Section 10, Article XII of the Constitution of 1921 charges the Legislature with the duty of creating and providing for the election of parish school boards. Acting under that authority the Legislature, by Act 100 of 1922 (Dart's General Statutes, Section 2236) enacted a law providing for parish school boards for each of the parishes of the State and under Section 17 of the Act prescribed, among others that "to be a member of a parish school board one shall, in addition to the qualifications otherwise prescribed by law, be able to read and write * * *." It would appear therefore that ability to read and write is to be regarded as a qualification for eligibility to membership on a parish school board. The lack of this qualification, it is to be noted, is the only cause advanced by the resident taxpayers *Page 191 of Ward Four of the Parish of Acadia for the removal of the defendant member of the school board from that ward in this case.
Article IX of the Constitution of 1921 is the one having to do with impeachment of public officers and their removal from office. Under section 1 of the Article it is provided that "all State and district officers, whether elected or appointed, shall be liable to impeachment for high crimes and misdemeanors in office, incompetency, corruption, favoritism, extortion, or opression in office, or for gross misconduct, or habitual drunkenness." Lack of any special or prescribed qualification is not made one of the grounds of impeachment, and the only one of the enumerated grounds which may bear any relation whatever to any lack of such qualifications would be incompetency.
Section 2 of the Article relates to the procedure in matters of impeachment, section 3 to the addressing out of officers by the Legislature, section 4 to the removal of judges of the Supreme Court, section 5 to the removal of judges of courts of record and section 6 to the removal of any officer, whether State, district, parochial, ward or of a municipality, except the Governor, Lieutenant Governor and judges of courts of record. This section 6, like all of the preceding sections starts out by stating that "for any of the causes enumerated in Section 1 hereof," such officers as are referred to may be removed by judgment of the district court of his domicile. The section then provides the method of initiating the proceeding which seems to have been followed in this case.

Collected entries of data
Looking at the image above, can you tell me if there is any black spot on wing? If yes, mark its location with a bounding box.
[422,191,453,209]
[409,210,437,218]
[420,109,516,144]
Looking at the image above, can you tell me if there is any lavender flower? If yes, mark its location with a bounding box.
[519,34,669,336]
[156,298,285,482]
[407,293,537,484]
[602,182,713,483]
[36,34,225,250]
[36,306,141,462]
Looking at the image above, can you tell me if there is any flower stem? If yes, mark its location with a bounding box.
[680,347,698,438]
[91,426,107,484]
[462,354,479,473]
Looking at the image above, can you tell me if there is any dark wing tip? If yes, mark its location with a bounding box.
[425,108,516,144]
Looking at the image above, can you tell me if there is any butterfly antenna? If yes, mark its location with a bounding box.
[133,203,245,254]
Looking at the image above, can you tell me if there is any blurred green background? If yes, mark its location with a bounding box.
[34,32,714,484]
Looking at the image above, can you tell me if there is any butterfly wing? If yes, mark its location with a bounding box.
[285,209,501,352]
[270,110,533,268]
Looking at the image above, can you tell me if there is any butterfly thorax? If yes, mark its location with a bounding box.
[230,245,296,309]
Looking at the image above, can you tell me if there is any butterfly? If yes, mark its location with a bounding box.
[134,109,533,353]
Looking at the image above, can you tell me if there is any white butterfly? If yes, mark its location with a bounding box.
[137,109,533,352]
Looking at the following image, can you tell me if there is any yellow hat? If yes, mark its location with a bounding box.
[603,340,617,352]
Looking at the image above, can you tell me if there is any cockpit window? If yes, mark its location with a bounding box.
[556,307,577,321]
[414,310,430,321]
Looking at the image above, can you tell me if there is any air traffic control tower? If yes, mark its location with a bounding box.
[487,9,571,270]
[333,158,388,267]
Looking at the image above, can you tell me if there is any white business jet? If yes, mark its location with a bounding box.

To-do list:
1 - In the legal passage, what is the only cause the resident taxpayers of Ward Four advanced for removing the school board member?
2 - Echo the entries from the line with "any white butterfly?" to the line with "[603,340,617,352]", both lines included.
The legal passage and the entries are independent pieces of material.

Results for each task:
1 - The member's lack of the ability to read and write.

2 -
Looking at the image above, can you tell me if there is any white butterfly? If yes, mark its location with a bounding box.
[137,109,533,352]
Looking at the following image, can you tell me if there is any yellow hat? If yes, mark its location with a bounding box.
[603,340,617,352]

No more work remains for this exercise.